Stated task. Repeat verbatim the lines of the data below, beginning with the line containing "the car windshield." and continuing to the end.
— Start of Dataset entries —
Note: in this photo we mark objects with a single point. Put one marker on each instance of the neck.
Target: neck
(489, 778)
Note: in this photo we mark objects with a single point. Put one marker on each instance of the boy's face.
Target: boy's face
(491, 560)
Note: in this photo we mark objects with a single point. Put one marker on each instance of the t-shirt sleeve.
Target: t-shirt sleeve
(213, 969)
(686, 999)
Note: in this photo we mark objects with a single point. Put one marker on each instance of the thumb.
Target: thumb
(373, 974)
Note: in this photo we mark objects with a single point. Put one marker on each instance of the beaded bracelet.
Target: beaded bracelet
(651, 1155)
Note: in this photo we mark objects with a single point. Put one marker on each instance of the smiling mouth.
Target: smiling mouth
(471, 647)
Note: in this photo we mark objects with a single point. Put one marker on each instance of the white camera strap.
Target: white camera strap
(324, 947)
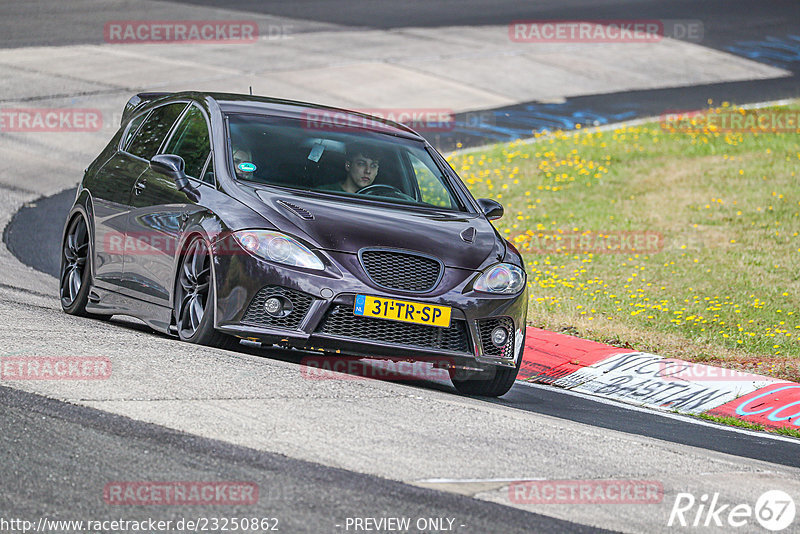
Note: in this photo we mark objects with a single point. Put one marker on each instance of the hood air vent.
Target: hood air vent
(297, 210)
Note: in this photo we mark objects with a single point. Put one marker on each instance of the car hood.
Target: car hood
(462, 240)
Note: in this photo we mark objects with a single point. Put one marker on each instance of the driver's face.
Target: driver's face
(361, 171)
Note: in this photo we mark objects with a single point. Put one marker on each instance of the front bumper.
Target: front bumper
(322, 312)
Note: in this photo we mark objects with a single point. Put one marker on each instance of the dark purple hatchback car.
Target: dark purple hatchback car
(220, 217)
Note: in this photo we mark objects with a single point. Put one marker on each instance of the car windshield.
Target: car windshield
(335, 160)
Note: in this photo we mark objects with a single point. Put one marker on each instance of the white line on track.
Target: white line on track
(669, 415)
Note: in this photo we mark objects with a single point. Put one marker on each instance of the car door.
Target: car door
(111, 188)
(159, 211)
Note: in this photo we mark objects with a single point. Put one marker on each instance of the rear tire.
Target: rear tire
(194, 299)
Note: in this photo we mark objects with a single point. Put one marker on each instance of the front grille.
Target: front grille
(256, 315)
(340, 321)
(401, 271)
(485, 327)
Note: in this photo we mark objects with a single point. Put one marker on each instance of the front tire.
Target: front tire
(497, 384)
(75, 278)
(194, 299)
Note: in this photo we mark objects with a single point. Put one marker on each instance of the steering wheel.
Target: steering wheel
(394, 192)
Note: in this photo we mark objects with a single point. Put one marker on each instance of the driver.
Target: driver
(360, 166)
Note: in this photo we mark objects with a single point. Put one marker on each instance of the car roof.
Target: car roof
(260, 105)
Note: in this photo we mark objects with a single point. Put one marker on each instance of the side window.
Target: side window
(208, 175)
(190, 141)
(431, 188)
(132, 127)
(147, 140)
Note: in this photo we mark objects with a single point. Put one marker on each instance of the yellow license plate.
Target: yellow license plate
(402, 310)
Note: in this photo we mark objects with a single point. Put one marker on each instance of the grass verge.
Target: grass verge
(678, 238)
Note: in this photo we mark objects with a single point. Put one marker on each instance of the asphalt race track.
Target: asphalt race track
(325, 452)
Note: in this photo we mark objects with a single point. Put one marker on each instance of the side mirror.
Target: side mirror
(173, 166)
(491, 208)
— End of Dataset entries —
Written answer.
Note: in this photo we mark objects with a single point. Put one marker on each instance of the car windshield.
Target: car windshield
(335, 160)
Note: in this photo we mark objects with a single point. Put one marker on each instance of the white line on track.
Target: white line on track
(669, 415)
Note: in this photo we mark objects with a single point. Put one marker on each instance of the car door.
Target: car door
(111, 188)
(159, 211)
Note: in this photo we mark objects with a single point. Put one marker on each instance of the rear tire.
Target: rear tire
(194, 299)
Note: in this photo we mark objects with a single point. Put one marker on each instance of the front grille.
Target: front grille
(256, 315)
(340, 321)
(401, 271)
(485, 327)
Note: in this photo we mark objects with a single point. Put one marker on each instance of the front tire.
Target: front tire
(497, 384)
(75, 278)
(194, 299)
Note: in this photo we mark objects with a single point. Put one marker on each instance of the steering wheel.
Target: steering wheel
(394, 192)
Note: in this photo we mark objects with a single point. Put one marker on each instance of the driver.
Target: driver
(360, 166)
Note: in this photo we mark objects with a single point. Put one marker on each instance of the car roof.
Target: car roof
(260, 105)
Note: in this photo we mark objects with a single point. Put one marker on each instance of the side window.
Target: side window
(208, 175)
(190, 141)
(431, 188)
(132, 127)
(147, 140)
Note: in this photo we mark objects with a single point. Put one marker on each instance of the yellow license plate.
Target: yellow license plate
(402, 310)
Note: in this photo we mark objects with a single point. Put one marker on each instance of the grass verge.
Target: grass verge
(678, 238)
Note: in this photo we mark objects with a single point. Put one marker on each instance of the asphalt race track.
Target: asphalt race track
(325, 452)
Note: in this photo we mark objects with a single point. Put one marker on each instance of the side mirror.
Target: side mirror
(173, 166)
(491, 208)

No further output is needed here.